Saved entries
-*-
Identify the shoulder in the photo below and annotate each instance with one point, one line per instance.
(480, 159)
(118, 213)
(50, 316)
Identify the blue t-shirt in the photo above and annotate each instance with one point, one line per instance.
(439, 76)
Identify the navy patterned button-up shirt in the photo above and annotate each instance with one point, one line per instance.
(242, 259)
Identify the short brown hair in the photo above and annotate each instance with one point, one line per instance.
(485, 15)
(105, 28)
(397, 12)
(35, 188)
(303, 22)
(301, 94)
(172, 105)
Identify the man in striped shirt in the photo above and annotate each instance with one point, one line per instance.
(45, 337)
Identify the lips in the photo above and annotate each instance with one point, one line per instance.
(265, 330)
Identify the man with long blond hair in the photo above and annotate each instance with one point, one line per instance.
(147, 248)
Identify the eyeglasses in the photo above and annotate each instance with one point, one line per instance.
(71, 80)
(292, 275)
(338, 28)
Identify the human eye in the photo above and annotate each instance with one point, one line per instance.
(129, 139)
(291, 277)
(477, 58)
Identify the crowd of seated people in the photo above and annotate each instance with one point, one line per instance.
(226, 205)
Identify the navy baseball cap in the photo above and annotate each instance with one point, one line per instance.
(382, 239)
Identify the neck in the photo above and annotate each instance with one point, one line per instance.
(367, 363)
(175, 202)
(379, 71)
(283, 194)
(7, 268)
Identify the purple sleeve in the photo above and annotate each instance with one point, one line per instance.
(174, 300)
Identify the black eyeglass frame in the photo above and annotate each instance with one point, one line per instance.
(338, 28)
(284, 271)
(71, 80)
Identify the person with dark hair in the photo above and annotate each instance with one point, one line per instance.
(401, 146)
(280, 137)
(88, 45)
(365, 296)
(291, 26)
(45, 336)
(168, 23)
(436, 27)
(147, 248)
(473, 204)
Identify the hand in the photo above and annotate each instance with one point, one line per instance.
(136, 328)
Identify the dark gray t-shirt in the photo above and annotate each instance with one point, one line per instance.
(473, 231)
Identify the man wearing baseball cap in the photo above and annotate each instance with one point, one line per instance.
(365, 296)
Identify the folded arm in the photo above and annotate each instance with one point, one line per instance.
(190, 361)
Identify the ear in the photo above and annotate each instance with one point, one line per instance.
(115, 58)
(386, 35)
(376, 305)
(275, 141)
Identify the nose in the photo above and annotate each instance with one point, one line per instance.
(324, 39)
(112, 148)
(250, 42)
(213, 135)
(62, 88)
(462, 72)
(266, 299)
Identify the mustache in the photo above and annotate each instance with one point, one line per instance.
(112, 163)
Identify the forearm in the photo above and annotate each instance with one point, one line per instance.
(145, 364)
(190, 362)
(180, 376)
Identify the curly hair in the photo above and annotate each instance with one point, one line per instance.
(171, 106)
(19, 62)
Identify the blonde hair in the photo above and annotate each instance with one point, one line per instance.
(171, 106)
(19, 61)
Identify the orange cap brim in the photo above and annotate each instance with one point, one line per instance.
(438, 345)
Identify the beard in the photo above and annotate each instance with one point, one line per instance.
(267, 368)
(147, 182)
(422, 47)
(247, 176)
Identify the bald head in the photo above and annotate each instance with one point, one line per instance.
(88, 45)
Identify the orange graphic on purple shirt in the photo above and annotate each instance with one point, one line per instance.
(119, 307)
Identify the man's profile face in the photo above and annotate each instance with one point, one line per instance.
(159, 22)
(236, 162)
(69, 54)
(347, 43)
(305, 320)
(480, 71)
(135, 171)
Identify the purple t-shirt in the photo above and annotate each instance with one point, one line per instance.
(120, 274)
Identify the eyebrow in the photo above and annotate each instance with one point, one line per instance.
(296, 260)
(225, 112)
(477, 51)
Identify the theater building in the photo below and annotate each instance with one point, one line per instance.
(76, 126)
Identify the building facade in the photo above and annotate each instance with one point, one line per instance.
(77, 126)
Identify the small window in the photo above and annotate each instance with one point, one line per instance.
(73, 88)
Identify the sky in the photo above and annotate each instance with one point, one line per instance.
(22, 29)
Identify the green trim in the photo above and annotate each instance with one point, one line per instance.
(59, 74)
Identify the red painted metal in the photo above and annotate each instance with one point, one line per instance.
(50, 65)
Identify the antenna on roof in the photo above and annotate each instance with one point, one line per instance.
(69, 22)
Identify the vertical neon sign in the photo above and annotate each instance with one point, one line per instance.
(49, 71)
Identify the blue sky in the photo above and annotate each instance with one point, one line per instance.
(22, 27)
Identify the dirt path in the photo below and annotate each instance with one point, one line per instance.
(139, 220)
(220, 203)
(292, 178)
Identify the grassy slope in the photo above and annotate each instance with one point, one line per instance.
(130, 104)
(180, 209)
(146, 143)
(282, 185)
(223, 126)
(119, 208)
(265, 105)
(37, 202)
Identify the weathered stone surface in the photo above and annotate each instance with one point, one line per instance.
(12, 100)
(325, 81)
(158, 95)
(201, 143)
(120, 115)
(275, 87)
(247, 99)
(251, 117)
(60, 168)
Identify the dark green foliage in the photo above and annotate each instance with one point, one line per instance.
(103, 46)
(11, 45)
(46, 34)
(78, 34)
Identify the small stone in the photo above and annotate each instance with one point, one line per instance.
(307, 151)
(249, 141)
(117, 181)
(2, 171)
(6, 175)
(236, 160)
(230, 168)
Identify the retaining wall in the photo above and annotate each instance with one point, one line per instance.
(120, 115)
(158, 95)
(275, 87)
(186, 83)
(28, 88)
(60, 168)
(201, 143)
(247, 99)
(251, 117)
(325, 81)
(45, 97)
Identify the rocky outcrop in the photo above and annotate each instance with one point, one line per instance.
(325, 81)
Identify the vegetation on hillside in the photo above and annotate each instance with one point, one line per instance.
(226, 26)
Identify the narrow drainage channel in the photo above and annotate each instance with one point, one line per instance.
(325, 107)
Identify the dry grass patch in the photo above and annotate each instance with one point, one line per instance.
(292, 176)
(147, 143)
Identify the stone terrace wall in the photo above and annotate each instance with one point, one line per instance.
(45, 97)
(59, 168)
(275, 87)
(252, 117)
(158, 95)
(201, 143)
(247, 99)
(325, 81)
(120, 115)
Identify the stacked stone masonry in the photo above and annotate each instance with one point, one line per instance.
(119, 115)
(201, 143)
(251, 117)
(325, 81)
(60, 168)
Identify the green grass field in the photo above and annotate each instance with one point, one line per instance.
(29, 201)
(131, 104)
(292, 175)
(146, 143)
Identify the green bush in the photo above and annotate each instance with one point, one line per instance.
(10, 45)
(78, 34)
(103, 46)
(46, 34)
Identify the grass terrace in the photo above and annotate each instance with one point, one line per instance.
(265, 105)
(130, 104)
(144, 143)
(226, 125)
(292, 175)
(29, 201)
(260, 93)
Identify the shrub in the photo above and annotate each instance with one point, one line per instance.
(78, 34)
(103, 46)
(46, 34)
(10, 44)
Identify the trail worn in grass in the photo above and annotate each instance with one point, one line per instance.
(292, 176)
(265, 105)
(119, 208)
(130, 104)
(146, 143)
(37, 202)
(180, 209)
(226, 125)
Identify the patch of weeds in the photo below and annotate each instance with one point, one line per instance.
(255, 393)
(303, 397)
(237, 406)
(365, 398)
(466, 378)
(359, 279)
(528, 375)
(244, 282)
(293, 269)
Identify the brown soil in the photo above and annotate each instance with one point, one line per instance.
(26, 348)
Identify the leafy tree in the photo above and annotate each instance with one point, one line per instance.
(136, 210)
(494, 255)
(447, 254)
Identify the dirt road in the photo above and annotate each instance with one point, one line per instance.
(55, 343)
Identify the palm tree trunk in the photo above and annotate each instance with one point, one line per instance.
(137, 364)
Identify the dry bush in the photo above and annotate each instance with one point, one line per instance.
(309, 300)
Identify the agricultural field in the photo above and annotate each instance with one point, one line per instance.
-*-
Repeat the records exactly, including every line.

Identify the shoulder in the photo below and annotate each instance with one point, one line per instance.
(480, 159)
(118, 213)
(50, 316)
Identify the blue t-shirt in the photo above and annotate each instance with one point, one line per instance.
(439, 76)
Identify the navy patterned button-up shirt in the photo above and annotate each instance with one point, one line per instance.
(242, 259)
Identify the short brown hair in the photo above and annotate each instance with one point, one line per instance.
(485, 15)
(105, 28)
(397, 12)
(35, 188)
(303, 22)
(301, 94)
(172, 105)
Identify the man in striped shirt in the photo above and annotate each instance with one point, one line per instance.
(45, 337)
Identify the lips in the photo above and annotate each instance with one point, one line per instance.
(265, 330)
Identify the man with long blond hair in the photo above and annotate each instance with one point, one line per instance.
(147, 248)
Identify the eyeglasses in the photo above and annotate each instance with one point, one line per instance.
(71, 80)
(292, 275)
(338, 28)
Identify the human eye in the photo above and annotate each instance with one point, one line per instance.
(129, 139)
(291, 277)
(477, 58)
Identify the crowd of seated people in the photo above and annotate each instance with one point, one line per instance.
(226, 205)
Identify the navy baseball cap in the photo above and annotate each instance with one point, one line per instance.
(382, 239)
Identify the neck in the photo above and annotate each instance with one point, one line per instance.
(367, 363)
(175, 202)
(379, 71)
(283, 194)
(7, 268)
Identify the purple sleeve in the photo above and annotate each instance with one point, one line per instance.
(174, 300)
Identify the black eyeglass frame in the photo above and annotate each instance with one point, one line per instance.
(338, 28)
(284, 271)
(71, 80)
Identify the person with dark hair in the photo above and annotate each instance with one point, one line per instance.
(401, 146)
(280, 137)
(88, 45)
(365, 296)
(291, 26)
(45, 336)
(168, 23)
(436, 27)
(147, 248)
(473, 204)
Identify the hand in the photo above and annotate each instance with one point, one line per instance.
(136, 328)
Identify the dark gray t-shirt in the photo above and annotate each instance with one point, one line per instance.
(473, 231)
Identify the man wearing baseball cap in the photo above and annotate each instance with one point, one line per instance.
(365, 296)
Identify the folded arm in the photo above and annotate each instance with one point, one line per instance.
(190, 361)
Identify the ear in the photo above and annotate each instance with one point, one line per instance.
(115, 58)
(386, 35)
(376, 305)
(275, 141)
Identify the nose in the photo above and annotate each instance with one point, one line per instance.
(324, 39)
(112, 148)
(250, 42)
(213, 135)
(62, 88)
(462, 72)
(266, 299)
Identify the mustache in the photo above and annotate each instance with one point, one line per instance.
(112, 163)
Identify the forearm in the photo above and annotate each instance with one point, one line per instance.
(145, 364)
(190, 362)
(180, 376)
Identify the curly hair in the photo above and annotate each instance with one point, one line per instance.
(171, 106)
(19, 62)
Identify the blonde hair in the photo above and annotate each instance with one point, one line per instance.
(171, 106)
(19, 61)
Identify the orange cap brim in the photo above and annotate each instance with one point, one line per instance.
(438, 345)
Identify the beard in the photo above and annotate each instance with one point, one line per instance.
(267, 368)
(147, 182)
(422, 47)
(247, 176)
Identify the bald head in the photo above and annotate each instance with one point, one line per instance.
(88, 45)
Identify the orange graphic on purple shirt in the photo above and annotate each instance with one point, one line per instance.
(119, 307)
Identify the man's profile face in the photo above and annotate each instance with one point, one line per instance.
(159, 22)
(236, 162)
(69, 54)
(347, 43)
(305, 320)
(480, 71)
(135, 171)
Identify the purple t-shirt in the photo above and annotate each instance with one point, one line per instance.
(120, 274)
Identify the eyebrow in the photo above and annotate each instance with one point, one line per instance.
(296, 260)
(225, 112)
(477, 51)
Identify the theater building in the photo below and annotate each instance with one point, one line per instance.
(76, 126)
Identify the building facade in the photo above and annotate each instance with one point, one line per instance.
(77, 126)
Identify the small window in the photo above and annotate each instance with one point, one line per instance.
(73, 88)
Identify the sky in the photo above and annotate each instance with one point, one line per instance.
(22, 29)
Identify the green trim in the photo above and annotate each instance with one point, one line per instance.
(59, 74)
Identify the red painted metal in the photo above and annotate each instance with one point, one line per instance.
(50, 65)
Identify the antenna on roof in the photo above and annotate each instance with one point, one line per instance.
(69, 22)
Identify the vertical neon sign in the photo above and annotate each instance with one point, one line per instance.
(49, 71)
Identify the blue sky in the photo above and annotate each instance with one point, one line per instance.
(22, 27)
Identify the dirt path in the photo below and annotate each instance with one point, one line per instance.
(139, 220)
(220, 203)
(292, 178)
Identify the grassy slope in the photo above and annotate each instance with one point, one line per instance.
(130, 104)
(180, 209)
(146, 143)
(282, 185)
(223, 126)
(119, 208)
(265, 105)
(37, 202)
Identify the weathered stone surface in the photo above and annotate each instance with one point, one line per instance.
(12, 100)
(325, 81)
(158, 95)
(201, 143)
(120, 115)
(275, 87)
(247, 99)
(251, 117)
(60, 168)
Identify the dark green foliage in the photo above and annotate each instance with one point, one line per instance.
(103, 46)
(11, 45)
(46, 34)
(78, 34)
Identify the small stone in the photo above and annotate each instance with one point, one line per instance.
(307, 151)
(249, 141)
(117, 181)
(2, 171)
(6, 175)
(236, 160)
(230, 168)
Identify the retaining wall in the photo above and annotate each instance with one point, one line per instance.
(120, 115)
(158, 95)
(275, 87)
(186, 83)
(28, 88)
(60, 168)
(201, 143)
(247, 99)
(251, 117)
(325, 81)
(45, 97)
Identify the rocky outcrop in the photo above and annotate each instance with one point, one line per instance.
(325, 81)
Identify the vegetation on hillside in the photo above and annotate each instance with one point, one line per instance.
(226, 26)
Identify the narrow drainage channel in the photo above and annotate each instance with one point, one line per instance.
(325, 107)
Identify the dry grass patch in the photo above and annotate each instance with one point, one line per instance.
(292, 176)
(147, 143)
Identify the stone terrace wall in the photo above and annotate each instance with one point, one line per instance.
(45, 97)
(59, 168)
(275, 87)
(252, 117)
(158, 95)
(201, 143)
(247, 99)
(325, 81)
(120, 115)
Identify the stacked stone masonry in the photo above and annotate each instance with one point, one line per instance.
(119, 115)
(201, 143)
(251, 117)
(325, 81)
(60, 168)
Identify the green grass field in the photo above and annotate each instance with one point, one line per instance.
(29, 201)
(131, 104)
(292, 175)
(146, 143)
Identify the green bush in the photo above and annotate each instance with one point, one line per instance.
(10, 45)
(78, 34)
(103, 46)
(46, 34)
Identify the grass terrace in the photo above and annotate each instance with one point, one line per instance.
(265, 105)
(130, 104)
(144, 143)
(226, 125)
(292, 175)
(29, 201)
(260, 93)
Identify the shrub in the photo above and annotate each instance with one point, one line per instance.
(78, 34)
(103, 46)
(46, 34)
(10, 44)
Identify the trail worn in grass in the photo above and annotate each instance with one point, one line per instance.
(292, 176)
(265, 105)
(119, 208)
(130, 104)
(146, 143)
(37, 202)
(180, 209)
(226, 125)
Identify the patch of weeds in the photo below and annotate each instance with one point, one line per instance.
(255, 393)
(303, 397)
(237, 406)
(365, 398)
(466, 378)
(359, 279)
(528, 375)
(244, 282)
(293, 269)
Identify the brown soil in the photo above and annotate each instance with one point, one line per instance.
(26, 348)
Identify the leafy tree in the photo above and annotate each instance with one point, one line per instance.
(136, 210)
(494, 255)
(447, 254)
Identify the dirt road in the photo above and annotate each instance with one point, one line per instance.
(55, 343)
Identify the palm tree trunk in the photo above and annotate each instance with one point, one line per instance.
(137, 364)
Identify the dry bush in the photo above and annotate each instance with one point, one line per instance.
(309, 300)
Identify the agricultural field in the photo above and annotate each instance with one point, one line per instance.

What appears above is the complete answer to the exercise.